Given task: Repeat the data verbatim.

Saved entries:
<<<<
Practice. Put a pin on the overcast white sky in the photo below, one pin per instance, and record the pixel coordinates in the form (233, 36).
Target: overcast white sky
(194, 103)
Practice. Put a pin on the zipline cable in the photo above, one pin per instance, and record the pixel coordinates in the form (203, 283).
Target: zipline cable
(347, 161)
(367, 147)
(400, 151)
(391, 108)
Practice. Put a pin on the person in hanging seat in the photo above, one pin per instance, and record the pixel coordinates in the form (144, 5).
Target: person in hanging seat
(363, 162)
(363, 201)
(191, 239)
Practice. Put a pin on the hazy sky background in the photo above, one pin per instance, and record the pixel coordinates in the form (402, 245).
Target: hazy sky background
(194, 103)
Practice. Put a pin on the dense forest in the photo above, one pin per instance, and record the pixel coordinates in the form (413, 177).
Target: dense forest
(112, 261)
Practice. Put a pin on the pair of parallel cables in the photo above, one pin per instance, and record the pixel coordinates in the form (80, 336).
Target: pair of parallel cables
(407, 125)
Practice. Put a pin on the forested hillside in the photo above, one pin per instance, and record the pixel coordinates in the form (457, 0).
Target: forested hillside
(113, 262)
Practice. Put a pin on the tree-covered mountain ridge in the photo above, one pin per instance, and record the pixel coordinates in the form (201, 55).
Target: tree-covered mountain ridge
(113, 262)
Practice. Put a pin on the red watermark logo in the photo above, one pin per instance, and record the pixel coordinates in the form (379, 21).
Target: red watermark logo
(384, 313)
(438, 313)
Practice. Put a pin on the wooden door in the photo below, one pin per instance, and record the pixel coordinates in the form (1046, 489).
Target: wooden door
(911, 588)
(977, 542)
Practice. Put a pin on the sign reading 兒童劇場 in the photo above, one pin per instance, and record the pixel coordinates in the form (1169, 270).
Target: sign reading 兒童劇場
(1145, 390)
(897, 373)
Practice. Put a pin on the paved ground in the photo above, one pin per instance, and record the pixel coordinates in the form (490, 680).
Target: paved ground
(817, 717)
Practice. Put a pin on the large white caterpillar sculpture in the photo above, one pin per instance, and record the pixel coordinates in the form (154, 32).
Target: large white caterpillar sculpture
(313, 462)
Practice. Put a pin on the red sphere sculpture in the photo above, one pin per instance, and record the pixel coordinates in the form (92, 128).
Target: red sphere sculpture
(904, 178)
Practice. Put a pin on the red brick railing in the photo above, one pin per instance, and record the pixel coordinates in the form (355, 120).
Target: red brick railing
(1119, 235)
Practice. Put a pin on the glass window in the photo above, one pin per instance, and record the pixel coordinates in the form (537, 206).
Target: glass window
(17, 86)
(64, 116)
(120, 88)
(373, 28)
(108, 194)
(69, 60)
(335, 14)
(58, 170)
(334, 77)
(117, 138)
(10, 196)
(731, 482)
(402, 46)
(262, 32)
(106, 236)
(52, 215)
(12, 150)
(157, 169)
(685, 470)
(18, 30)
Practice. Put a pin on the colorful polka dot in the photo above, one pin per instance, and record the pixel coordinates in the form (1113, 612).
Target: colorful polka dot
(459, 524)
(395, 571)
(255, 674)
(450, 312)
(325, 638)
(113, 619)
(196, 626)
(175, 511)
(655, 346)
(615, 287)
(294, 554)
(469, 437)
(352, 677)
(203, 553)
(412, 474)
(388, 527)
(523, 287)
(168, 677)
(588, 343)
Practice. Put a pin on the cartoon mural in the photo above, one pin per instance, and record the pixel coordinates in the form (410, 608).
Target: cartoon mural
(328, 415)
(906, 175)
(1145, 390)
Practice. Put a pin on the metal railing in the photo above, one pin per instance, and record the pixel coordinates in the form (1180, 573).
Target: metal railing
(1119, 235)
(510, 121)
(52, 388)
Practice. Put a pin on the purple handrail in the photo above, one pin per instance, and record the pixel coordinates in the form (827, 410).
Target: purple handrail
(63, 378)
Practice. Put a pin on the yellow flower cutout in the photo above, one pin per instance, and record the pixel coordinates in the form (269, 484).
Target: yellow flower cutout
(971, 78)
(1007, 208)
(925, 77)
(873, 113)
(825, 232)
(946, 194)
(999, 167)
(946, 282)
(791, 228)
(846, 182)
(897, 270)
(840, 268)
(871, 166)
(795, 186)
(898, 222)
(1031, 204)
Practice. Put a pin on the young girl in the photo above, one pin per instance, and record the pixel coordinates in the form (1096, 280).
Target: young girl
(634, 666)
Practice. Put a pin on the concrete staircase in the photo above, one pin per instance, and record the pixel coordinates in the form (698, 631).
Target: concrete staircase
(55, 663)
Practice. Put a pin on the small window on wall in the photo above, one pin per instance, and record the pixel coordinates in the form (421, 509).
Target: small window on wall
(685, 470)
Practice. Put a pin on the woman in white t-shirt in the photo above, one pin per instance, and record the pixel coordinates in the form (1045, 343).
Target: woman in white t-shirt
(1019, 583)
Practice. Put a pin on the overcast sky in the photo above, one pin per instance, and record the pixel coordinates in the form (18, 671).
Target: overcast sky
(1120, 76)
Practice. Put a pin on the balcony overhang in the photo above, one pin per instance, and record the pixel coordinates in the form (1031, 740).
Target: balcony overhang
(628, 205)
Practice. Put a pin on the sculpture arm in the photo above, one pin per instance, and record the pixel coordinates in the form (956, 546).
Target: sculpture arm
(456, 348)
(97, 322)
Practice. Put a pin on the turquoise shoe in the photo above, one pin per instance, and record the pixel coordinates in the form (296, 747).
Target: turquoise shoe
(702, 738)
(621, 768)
>>>>
Response to this exercise:
Practice. Put a pin on the overcast white sky in the photo below, one pin per instance, and record the pixel coordinates in the form (233, 36).
Target: overcast white sky
(194, 103)
Practice. Put a pin on the zipline cable in the photo above, one pin per instance, and record the pixel coordinates in the form (203, 283).
Target: zipline cable
(347, 161)
(367, 147)
(400, 151)
(391, 108)
Practice. Put a pin on the person in hanging seat in the photo above, one pin per instance, and record the pixel coordinates in the form (144, 5).
Target: person in hanging seat
(363, 162)
(363, 201)
(191, 239)
Practice. Put a pin on the hazy sky background in the photo above, one pin per instance, and record the pixel coordinates in the form (402, 245).
Target: hazy sky background
(194, 103)
Practice. Put a pin on the dense forest in the photo above, one pin per instance, and record the pixel coordinates in the form (413, 177).
Target: dense forest
(112, 261)
Practice. Put a pin on the pair of parallel cables in the photo above, one pin per instance, and record the pixel coordinates in the form (80, 336).
Target: pair of parallel cables
(407, 125)
Practice. Put a pin on the forested hillside in the photo above, one pin per instance, and record the pixel coordinates in the form (457, 0).
Target: forested hillside
(113, 262)
Practice. Put a pin on the tree-covered mountain ridge in the photo above, one pin per instance, and record the pixel coordinates in the form (201, 55).
Target: tree-covered mountain ridge
(113, 262)
Practice. Put a pin on the red watermark logo in the photo above, one pin per instance, and record the pixel coordinates in the form (379, 21).
Target: red watermark logo
(384, 313)
(438, 313)
Practice. Put a pin on the wooden door in the photo below, one pin per instance, and record the pixel coordinates in the form (1046, 489).
Target: wooden door
(911, 588)
(977, 542)
Practice. Put a pin on the sign reading 兒童劇場 in the photo above, one pin per instance, and record the pixel coordinates in the form (1169, 270).
Target: sign reading 兒童劇場
(1145, 390)
(897, 373)
Practice. Put a pin on the paved ground in the photo above, one pin per instance, and record the pixel coordinates in the form (490, 680).
Target: paved ground
(817, 717)
Practice. Put a pin on the large white caterpillar sculpture in the photo above, one pin per instance, and record the pixel coordinates in the form (154, 32).
Target: large white caterpillar sculpture
(313, 462)
Practice. Put a pin on the red sphere sculpture in the photo above, one pin per instance, and record the pixel coordinates in the form (92, 128).
Target: red sphere sculpture
(904, 178)
Practice. Put a pin on the red brick railing in the photo above, one pin per instance, and record the pixel coordinates in the form (355, 120).
Target: red brick railing
(1119, 235)
Practice. Put a pin on the glass window in the photo above, one pin per instance, and record the pixel coordinates in the form (537, 206).
Target: glass window
(17, 86)
(64, 116)
(120, 88)
(373, 28)
(108, 194)
(69, 60)
(335, 14)
(58, 170)
(334, 77)
(117, 138)
(10, 196)
(731, 482)
(402, 46)
(262, 32)
(106, 236)
(52, 215)
(12, 150)
(157, 169)
(685, 470)
(18, 30)
Practice. Put a pin on the colorful polka dot in the photo above, one pin per instance, and record the pixel coordinates in the form (1113, 612).
Target: colorful polka dot
(459, 524)
(395, 571)
(255, 674)
(450, 312)
(325, 638)
(113, 619)
(196, 626)
(175, 511)
(655, 346)
(615, 287)
(294, 554)
(469, 437)
(352, 677)
(203, 553)
(412, 474)
(388, 527)
(523, 287)
(168, 677)
(588, 343)
Practice. Put a pin on the cartoon mural in the photo above, one pin per instance, and record the pixel coordinates in the form (410, 608).
Target: cartoon mural
(328, 415)
(906, 175)
(1145, 390)
Practice. Put a pin on the metal railing in the photo above, one pin per instance, and record the pixel coordinates in the form (1180, 573).
Target: metal railing
(1119, 235)
(510, 121)
(52, 388)
Practice. Put a pin on the purple handrail in the photo above, one pin per instance, and record the pixel coordinates in the form (827, 410).
Target: purple handrail
(63, 378)
Practice. Put a pin on the yellow flower cutout in the photo above, one pin per instance, and record the pixel coordinates in the form (269, 484).
Target: yellow flower cutout
(971, 78)
(1007, 208)
(925, 77)
(873, 113)
(825, 232)
(946, 194)
(999, 167)
(946, 282)
(791, 228)
(846, 182)
(897, 270)
(840, 268)
(871, 166)
(795, 186)
(898, 222)
(1031, 204)
Practice. Put a pin on the young girl in the photo above, one pin per instance, and record the pixel coordinates in the form (1096, 280).
Target: young girl
(634, 666)
Practice. Put a pin on the concrete staircase in the photo above, one pin per instance, and record the pixel coordinates in the form (698, 631).
Target: concrete staircase
(55, 663)
Practice. Put a pin on the small window on wall in the photo above, one pin per instance, and record the pixel coordinates in the form (421, 509).
Target: small window on wall
(685, 470)
Practice. Put a pin on the woman in white t-shirt in the photo above, one pin per instance, and record the pixel coordinates in the form (1045, 343).
Target: woman in white t-shirt
(1019, 583)
Practice. Put a pin on the overcast sky in the photo above, one pin per instance, and record the pixel coordinates in the form (18, 671).
Target: overcast sky
(1120, 76)
Practice. Put a pin on the balcony overhang in the photo above, one pin per instance, and record the pixel coordinates in the form (1031, 740).
Target: balcony overhang
(628, 205)
Practice. Put a pin on the sculpture arm in the photo above, one pin per instance, and record the pixel coordinates in the form (956, 546).
Target: sculpture arm
(456, 348)
(97, 322)
Practice. Put a pin on the turquoise shoe in the photo above, one pin per instance, and record the pixel coordinates in the form (296, 747).
Target: turquoise shoe
(702, 738)
(621, 768)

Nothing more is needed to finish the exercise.